(Stored data Opens)
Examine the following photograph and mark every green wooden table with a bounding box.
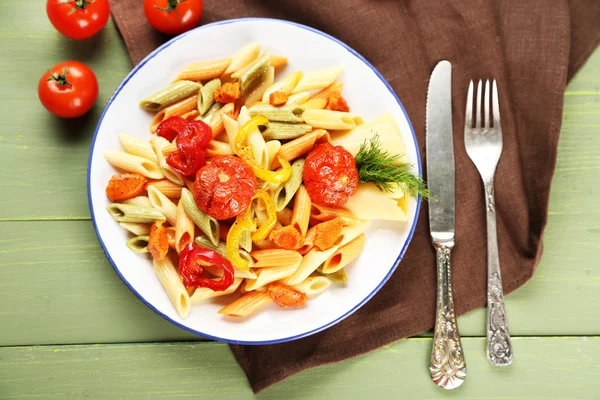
[1,4,599,399]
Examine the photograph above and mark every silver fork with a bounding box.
[464,80,513,366]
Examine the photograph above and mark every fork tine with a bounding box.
[475,80,482,130]
[465,80,473,132]
[492,80,501,130]
[484,80,490,131]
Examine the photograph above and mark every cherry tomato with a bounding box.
[303,143,359,207]
[144,0,203,35]
[46,0,110,40]
[193,156,257,220]
[38,61,99,119]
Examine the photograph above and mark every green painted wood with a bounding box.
[1,338,599,399]
[0,215,598,346]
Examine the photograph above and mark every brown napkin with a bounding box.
[109,0,600,393]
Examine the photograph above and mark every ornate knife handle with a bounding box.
[430,243,466,390]
[484,181,513,366]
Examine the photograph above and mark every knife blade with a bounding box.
[425,60,467,390]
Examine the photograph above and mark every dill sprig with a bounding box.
[355,134,431,200]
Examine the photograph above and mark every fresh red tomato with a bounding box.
[193,156,257,220]
[303,143,359,207]
[144,0,203,35]
[38,61,99,119]
[46,0,110,40]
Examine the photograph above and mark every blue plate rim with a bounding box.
[87,17,422,345]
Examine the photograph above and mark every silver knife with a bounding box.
[426,60,467,390]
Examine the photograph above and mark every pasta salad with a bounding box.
[103,43,426,319]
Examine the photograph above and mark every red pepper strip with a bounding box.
[179,243,234,291]
[156,116,190,142]
[166,149,206,177]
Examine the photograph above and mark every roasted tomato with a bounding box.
[303,143,359,206]
[193,156,257,220]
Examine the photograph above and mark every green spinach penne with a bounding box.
[139,80,202,112]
(Stored data Closes)
Write out every record exactly. Leave the pictures out.

§ **Solution**
Examine the following photograph and mark every green wooden table with a bounding box.
[1,4,599,399]
Examine the photograph above and mark every silver fork with a bounding box.
[464,80,513,366]
Examine the photograph above and mark every fork tine with a bounding box.
[475,80,482,130]
[465,80,473,132]
[492,80,501,130]
[484,80,490,131]
Examine the photograph above and mark every cherry tomato with a bounding box.
[303,143,359,207]
[144,0,203,35]
[46,0,110,40]
[193,156,257,220]
[38,61,99,119]
Examine the photograph above and mark every green painted wood with a bounding box.
[1,338,599,399]
[0,215,598,346]
Examine the photograph above and mark every brown napkin with a bounding box.
[109,0,600,393]
Examine the photograph above and mark every ornate knife handle with a bounding box.
[430,243,466,390]
[484,181,513,366]
Examine the photograph above and mark every knife blade with a bounding box.
[425,60,467,390]
Examine the photograph above and mark every dill sprig with a bounding box.
[355,134,431,200]
Examine the photograph above and mark every fresh red tomato with a bounding box.
[193,156,257,220]
[303,143,359,207]
[144,0,203,35]
[38,61,99,119]
[46,0,110,40]
Examine the photograph above and mark every blue plate rim with a bounding box.
[87,17,422,345]
Examine the photograph above and mark every silver knife with a bounding box.
[426,60,467,390]
Examine the photograph above and mark every pasta salad with a bounding box.
[103,43,426,319]
Examine the photograph above and mark every red pepper strip with a bounding box.
[179,243,234,291]
[156,116,190,142]
[166,149,206,177]
Examine the photograph above and mark every roasted tomato with a bounding box.
[303,143,359,206]
[193,156,257,220]
Examine the photograph above and mark every green spinach penne with a bounding box.
[139,80,202,112]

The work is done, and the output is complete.